--- start of Data shown ---
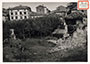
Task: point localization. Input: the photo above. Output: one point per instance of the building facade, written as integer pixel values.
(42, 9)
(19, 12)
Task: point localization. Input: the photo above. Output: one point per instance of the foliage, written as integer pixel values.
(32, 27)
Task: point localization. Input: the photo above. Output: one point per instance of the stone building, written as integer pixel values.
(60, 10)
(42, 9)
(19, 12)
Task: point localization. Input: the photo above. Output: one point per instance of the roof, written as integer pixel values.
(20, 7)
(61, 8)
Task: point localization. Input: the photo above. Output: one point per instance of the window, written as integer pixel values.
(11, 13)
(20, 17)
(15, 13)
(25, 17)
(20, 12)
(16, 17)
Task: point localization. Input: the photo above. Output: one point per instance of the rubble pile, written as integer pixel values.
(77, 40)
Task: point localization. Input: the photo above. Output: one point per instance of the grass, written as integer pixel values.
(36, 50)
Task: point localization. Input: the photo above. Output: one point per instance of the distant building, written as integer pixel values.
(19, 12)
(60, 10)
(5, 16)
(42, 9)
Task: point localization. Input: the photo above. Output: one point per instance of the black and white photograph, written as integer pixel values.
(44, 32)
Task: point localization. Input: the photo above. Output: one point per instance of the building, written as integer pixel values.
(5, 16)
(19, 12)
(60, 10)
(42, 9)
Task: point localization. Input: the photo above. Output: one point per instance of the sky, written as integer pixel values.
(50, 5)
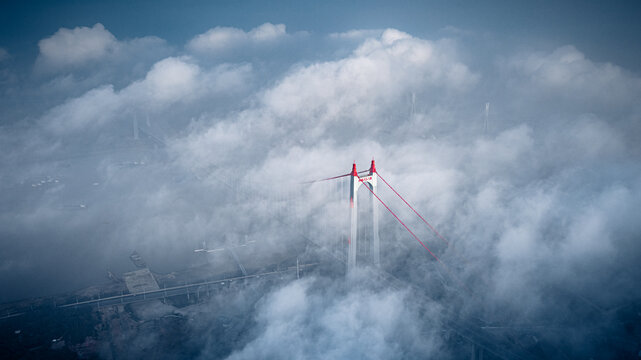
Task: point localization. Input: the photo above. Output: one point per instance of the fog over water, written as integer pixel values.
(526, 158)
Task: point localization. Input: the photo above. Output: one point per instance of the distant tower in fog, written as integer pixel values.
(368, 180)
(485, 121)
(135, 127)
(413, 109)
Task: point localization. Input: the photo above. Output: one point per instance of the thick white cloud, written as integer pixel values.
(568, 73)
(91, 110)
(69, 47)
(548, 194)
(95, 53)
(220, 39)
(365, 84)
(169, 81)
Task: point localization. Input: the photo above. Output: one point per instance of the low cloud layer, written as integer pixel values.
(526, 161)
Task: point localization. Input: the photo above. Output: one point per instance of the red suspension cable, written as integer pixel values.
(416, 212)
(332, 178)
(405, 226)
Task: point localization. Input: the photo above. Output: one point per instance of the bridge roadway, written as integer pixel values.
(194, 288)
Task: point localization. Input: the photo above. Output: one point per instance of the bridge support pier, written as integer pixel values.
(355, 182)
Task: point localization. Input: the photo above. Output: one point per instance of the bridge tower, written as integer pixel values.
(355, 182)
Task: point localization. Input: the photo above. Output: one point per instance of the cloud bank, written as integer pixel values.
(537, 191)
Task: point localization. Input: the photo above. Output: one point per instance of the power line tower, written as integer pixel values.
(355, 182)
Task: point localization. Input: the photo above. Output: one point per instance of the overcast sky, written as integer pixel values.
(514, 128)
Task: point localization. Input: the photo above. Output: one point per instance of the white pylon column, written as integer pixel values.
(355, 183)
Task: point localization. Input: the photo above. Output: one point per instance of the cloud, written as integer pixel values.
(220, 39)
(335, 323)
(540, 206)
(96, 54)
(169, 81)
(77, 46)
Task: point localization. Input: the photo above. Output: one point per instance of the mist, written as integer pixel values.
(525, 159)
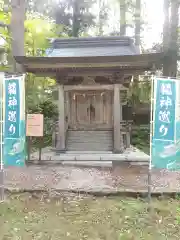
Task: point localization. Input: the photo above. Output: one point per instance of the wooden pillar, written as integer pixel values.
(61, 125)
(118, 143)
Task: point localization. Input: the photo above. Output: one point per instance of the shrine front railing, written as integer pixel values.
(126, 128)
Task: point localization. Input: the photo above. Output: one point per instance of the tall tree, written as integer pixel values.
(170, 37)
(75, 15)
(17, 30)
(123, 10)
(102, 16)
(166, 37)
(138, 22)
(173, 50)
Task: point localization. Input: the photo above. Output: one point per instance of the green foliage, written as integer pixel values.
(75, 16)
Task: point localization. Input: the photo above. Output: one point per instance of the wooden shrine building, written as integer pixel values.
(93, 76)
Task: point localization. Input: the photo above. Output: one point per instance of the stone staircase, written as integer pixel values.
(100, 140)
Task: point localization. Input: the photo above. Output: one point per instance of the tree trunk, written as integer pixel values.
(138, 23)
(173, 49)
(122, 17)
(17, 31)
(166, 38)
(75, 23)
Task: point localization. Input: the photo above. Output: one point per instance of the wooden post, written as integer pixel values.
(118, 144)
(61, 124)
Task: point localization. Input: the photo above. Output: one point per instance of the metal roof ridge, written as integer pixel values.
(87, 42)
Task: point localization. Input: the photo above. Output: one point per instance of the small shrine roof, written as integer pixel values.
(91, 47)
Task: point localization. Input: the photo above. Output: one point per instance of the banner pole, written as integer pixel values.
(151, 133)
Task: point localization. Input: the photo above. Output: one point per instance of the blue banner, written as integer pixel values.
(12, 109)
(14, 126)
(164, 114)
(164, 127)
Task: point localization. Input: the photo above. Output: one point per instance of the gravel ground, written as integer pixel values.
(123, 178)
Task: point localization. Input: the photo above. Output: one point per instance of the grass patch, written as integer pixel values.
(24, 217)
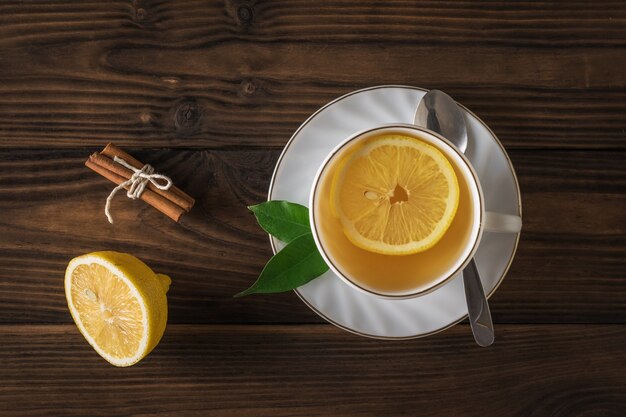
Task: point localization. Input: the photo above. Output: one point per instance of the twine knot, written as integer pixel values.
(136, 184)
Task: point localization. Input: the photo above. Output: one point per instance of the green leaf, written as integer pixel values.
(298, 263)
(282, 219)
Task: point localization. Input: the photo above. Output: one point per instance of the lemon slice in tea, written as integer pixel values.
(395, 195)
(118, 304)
--- end of Data shown ---
Exercise brief.
Rewrite all of the records above, replacing "point localization" with "keypoint detection" everywhere and keeping everything else unchanged. Leave the pictures out of your answer.

Written reply.
Task: keypoint detection. Input: the photo above. Output: one point per instance of the building facade, written as integer pixel values.
(42, 9)
(19, 12)
Task: keypoint detection. Input: the photo above. Output: one point per instance of the foliage, written as integer pixel values.
(32, 27)
Task: keypoint detection. Input: the photo above. Output: one point per instance of the stone building, written as integer pixel values.
(60, 10)
(42, 9)
(19, 12)
Task: keypoint detection. Input: the photo above. Output: one point per instance of the roof, written as integer pixel values.
(20, 7)
(61, 8)
Task: keypoint detection. Input: the photo above. Output: one point per instance of the window, written as integer pixel values.
(11, 13)
(20, 17)
(15, 13)
(25, 17)
(20, 12)
(16, 17)
Task: keypoint detection. Input: the photo above. Output: one point per instance of the rubble pile, written as integer pixel values.
(77, 40)
Task: keypoint detection. Input: the photo above. Output: one point per instance of the grass, written as integer pixel values.
(36, 50)
Task: keypoint detection. Input: the photo above. Output: one point per instance of the distant building, written as integer pixel values.
(19, 12)
(60, 10)
(5, 16)
(42, 9)
Task: keypoint detection. Input: the photo above. Output: one point per instance of the black and white photograph, written as integer pixel values.
(44, 32)
Task: keypoint detection. Input: the photo above. Output: one point per instance of the building, written as integer pixel values.
(5, 16)
(19, 12)
(60, 10)
(42, 9)
Task: keypoint detection. Input: the photo above. Output: one point per instance of the sky, written as integer pixel values.
(50, 5)
Task: keypoint detection. Input: the photo above. Output: one point per instance of the fog over water, written as integer pixel values.
(526, 158)
Task: keypoint detection. Input: the photo above. Output: one point per instance of the distant tower in fog, written as integer pixel values.
(368, 180)
(485, 121)
(135, 127)
(413, 109)
Task: keypoint detection. Input: the photo above. Output: one point per instance of the thick white cloud, written as integer pixel values.
(568, 73)
(91, 110)
(69, 47)
(548, 194)
(95, 53)
(220, 39)
(365, 84)
(169, 81)
Task: keypoint detection. Input: the photo above. Output: one point per instance of the low cloud layer, written as integer pixel values.
(526, 161)
Task: keypoint detection. Input: the photo above. Output: one point per instance of the red suspension cable, written as integer pixel values.
(416, 212)
(332, 178)
(405, 226)
Task: keypoint detection. Input: the photo above. Output: one point per instance of the bridge roadway, written as integer pixel values.
(194, 288)
Task: keypoint detection. Input: the photo above. Output: one point per instance of the bridge support pier, written as integer pixel values.
(355, 182)
Task: keypoint detection. Input: the photo above. Output: one point per instance of the bridge tower, written as integer pixel values.
(355, 182)
Task: keypoint detection. Input: the photo above. Output: one point per instance of the cloud bank, written as integer pixel values.
(537, 191)
Task: keypoint detection. Input: the photo above. Output: one point per instance of the power line tower, written as integer pixel values.
(355, 182)
Task: keypoint detection. Input: the photo above. Output: one point per instance of the overcast sky, written as integer pixel values.
(514, 128)
Task: keypoint detection. Input: the photo above. Output: one point per instance of the white pylon column, written as integer pixel values.
(355, 183)
Task: keypoint detection. Input: the photo above. Output: one point per instance of the cloud, written as integer pixel values.
(220, 39)
(335, 323)
(540, 206)
(96, 54)
(169, 81)
(77, 46)
Task: keypoint detection. Input: the photo above. Output: one point per instance of the mist, written as integer pixel values.
(525, 159)
Task: keypoint detection. Input: the photo above. Output: one point per instance of the wooden pillar, written as integer pixel values.
(61, 125)
(118, 143)
Task: keypoint detection. Input: the photo above. Output: one point per instance of the shrine front railing, written as integer pixel values.
(126, 128)
Task: keypoint detection. Input: the photo above. Output: one point per instance of the tall tree, written as integer pixel values.
(170, 37)
(75, 15)
(17, 30)
(123, 10)
(102, 16)
(166, 37)
(138, 22)
(173, 50)
Task: keypoint detection. Input: the photo above. Output: one point per instance of the green foliage, written as integer pixel values.
(75, 16)
Task: keypoint detection. Input: the photo above. Output: one point per instance of the wooden shrine building, written as integer pixel values.
(93, 76)
Task: keypoint detection. Input: the photo above. Output: one point per instance of the stone staircase, written as integer pixel values.
(100, 140)
Task: keypoint detection. Input: the photo above. Output: one point per instance of the tree trunk, written as integer pixel values.
(138, 23)
(173, 49)
(122, 17)
(17, 31)
(166, 38)
(75, 23)
Task: keypoint detection. Input: the photo above. Output: one point per instance of the wooden post, written as integer pixel values.
(118, 144)
(61, 124)
Task: keypoint detection. Input: the photo above. Output: one point per instance of the metal roof ridge, written as integer pixel values.
(87, 42)
Task: keypoint detection. Input: the photo above. Output: one point per instance of the small shrine roof, written as integer pixel values.
(91, 47)
Task: keypoint detection. Input: the photo above. Output: one point per instance of the banner pole, written as integer pixel values.
(151, 133)
Task: keypoint detection. Input: the photo above. Output: one point per instance of the blue banner, written as integer pixel values.
(12, 109)
(14, 126)
(164, 114)
(164, 127)
Task: keypoint detection. Input: the photo above. Output: one point per instance of the gravel ground, written as integer pixel values.
(123, 178)
Task: keypoint detection. Input: the photo above. Output: one point per instance of the grass patch, written as integer pixel values.
(24, 217)
Task: keypoint detection. Input: the photo above. Output: one point per instance of the twine knot, written as integer pixel values.
(136, 184)
Task: keypoint detection. Input: the photo above. Output: one point per instance of the green leaf, written as integer pixel values.
(298, 263)
(282, 219)
Task: keypoint detection. Input: the photo above. Output: one point per instance of the lemon slice in tea, written as integer pixel values.
(395, 195)
(118, 304)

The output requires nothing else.